Task prompt -> Omit the images, then output each of the records below exactly.

Stored data entries ->
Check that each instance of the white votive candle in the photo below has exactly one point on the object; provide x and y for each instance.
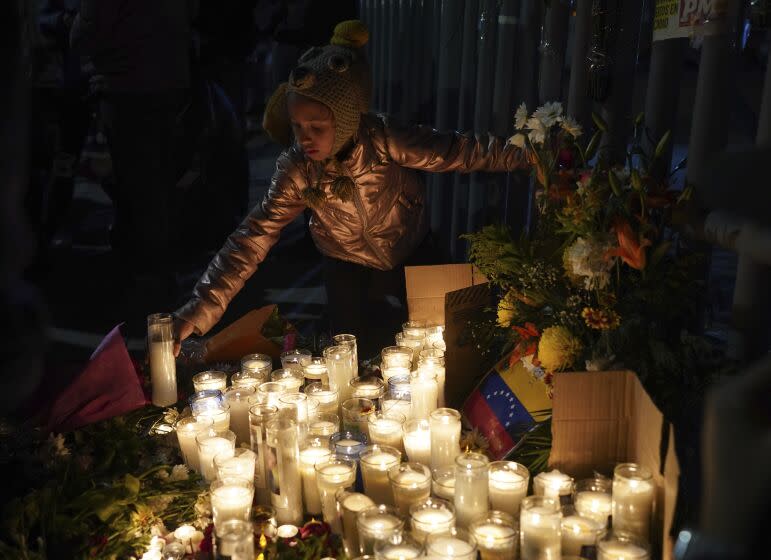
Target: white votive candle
(187, 429)
(350, 504)
(633, 492)
(410, 484)
(231, 498)
(385, 428)
(540, 528)
(211, 444)
(579, 532)
(445, 436)
(508, 486)
(496, 536)
(471, 487)
(431, 516)
(238, 399)
(331, 476)
(375, 461)
(552, 484)
(456, 544)
(417, 441)
(309, 457)
(423, 393)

The completed task ->
Check that each instance of the white votive candle in the photo below has exactly one point on the object; provide x and y for each instance.
Target: white votive candle
(187, 429)
(350, 504)
(633, 492)
(410, 484)
(231, 498)
(385, 428)
(540, 528)
(211, 444)
(579, 532)
(445, 436)
(508, 486)
(496, 536)
(471, 487)
(431, 516)
(238, 399)
(331, 476)
(375, 461)
(552, 484)
(456, 544)
(417, 441)
(309, 457)
(423, 393)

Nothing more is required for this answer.